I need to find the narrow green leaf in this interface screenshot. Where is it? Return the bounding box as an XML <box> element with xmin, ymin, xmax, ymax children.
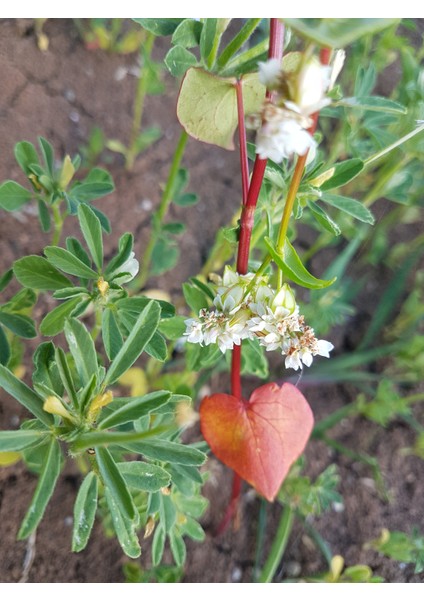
<box><xmin>104</xmin><ymin>300</ymin><xmax>160</xmax><ymax>387</ymax></box>
<box><xmin>64</xmin><ymin>318</ymin><xmax>98</xmax><ymax>386</ymax></box>
<box><xmin>165</xmin><ymin>46</ymin><xmax>197</xmax><ymax>77</ymax></box>
<box><xmin>321</xmin><ymin>193</ymin><xmax>375</xmax><ymax>225</ymax></box>
<box><xmin>37</xmin><ymin>137</ymin><xmax>54</xmax><ymax>177</ymax></box>
<box><xmin>169</xmin><ymin>529</ymin><xmax>187</xmax><ymax>567</ymax></box>
<box><xmin>44</xmin><ymin>246</ymin><xmax>99</xmax><ymax>278</ymax></box>
<box><xmin>14</xmin><ymin>141</ymin><xmax>39</xmax><ymax>175</ymax></box>
<box><xmin>284</xmin><ymin>19</ymin><xmax>398</xmax><ymax>48</ymax></box>
<box><xmin>126</xmin><ymin>439</ymin><xmax>206</xmax><ymax>467</ymax></box>
<box><xmin>144</xmin><ymin>331</ymin><xmax>168</xmax><ymax>362</ymax></box>
<box><xmin>264</xmin><ymin>237</ymin><xmax>336</xmax><ymax>290</ymax></box>
<box><xmin>159</xmin><ymin>494</ymin><xmax>177</xmax><ymax>534</ymax></box>
<box><xmin>133</xmin><ymin>19</ymin><xmax>184</xmax><ymax>36</ymax></box>
<box><xmin>0</xmin><ymin>180</ymin><xmax>32</xmax><ymax>211</ymax></box>
<box><xmin>105</xmin><ymin>488</ymin><xmax>141</xmax><ymax>558</ymax></box>
<box><xmin>78</xmin><ymin>204</ymin><xmax>103</xmax><ymax>270</ymax></box>
<box><xmin>335</xmin><ymin>96</ymin><xmax>407</xmax><ymax>115</ymax></box>
<box><xmin>152</xmin><ymin>525</ymin><xmax>166</xmax><ymax>567</ymax></box>
<box><xmin>96</xmin><ymin>446</ymin><xmax>138</xmax><ymax>521</ymax></box>
<box><xmin>37</xmin><ymin>199</ymin><xmax>51</xmax><ymax>233</ymax></box>
<box><xmin>13</xmin><ymin>255</ymin><xmax>72</xmax><ymax>290</ymax></box>
<box><xmin>102</xmin><ymin>308</ymin><xmax>124</xmax><ymax>360</ymax></box>
<box><xmin>0</xmin><ymin>429</ymin><xmax>46</xmax><ymax>452</ymax></box>
<box><xmin>0</xmin><ymin>327</ymin><xmax>10</xmax><ymax>366</ymax></box>
<box><xmin>117</xmin><ymin>461</ymin><xmax>171</xmax><ymax>492</ymax></box>
<box><xmin>55</xmin><ymin>348</ymin><xmax>78</xmax><ymax>408</ymax></box>
<box><xmin>72</xmin><ymin>472</ymin><xmax>99</xmax><ymax>552</ymax></box>
<box><xmin>40</xmin><ymin>296</ymin><xmax>81</xmax><ymax>336</ymax></box>
<box><xmin>318</xmin><ymin>158</ymin><xmax>364</xmax><ymax>191</ymax></box>
<box><xmin>183</xmin><ymin>283</ymin><xmax>209</xmax><ymax>315</ymax></box>
<box><xmin>0</xmin><ymin>311</ymin><xmax>37</xmax><ymax>339</ymax></box>
<box><xmin>172</xmin><ymin>19</ymin><xmax>203</xmax><ymax>48</ymax></box>
<box><xmin>32</xmin><ymin>342</ymin><xmax>63</xmax><ymax>398</ymax></box>
<box><xmin>18</xmin><ymin>438</ymin><xmax>62</xmax><ymax>540</ymax></box>
<box><xmin>307</xmin><ymin>200</ymin><xmax>341</xmax><ymax>235</ymax></box>
<box><xmin>98</xmin><ymin>390</ymin><xmax>172</xmax><ymax>429</ymax></box>
<box><xmin>0</xmin><ymin>365</ymin><xmax>53</xmax><ymax>427</ymax></box>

···

--- WHAT IS NEEDED ---
Find each line in the data above that contains the string "Where", and copy those lines. Matching is case-sensitive.

--- THE REPLY ---
I need to find the narrow green leaf in this interface screenshot. Where is it? Return the bounding box as an XML <box> element with xmin, ymin, xmax, ymax children.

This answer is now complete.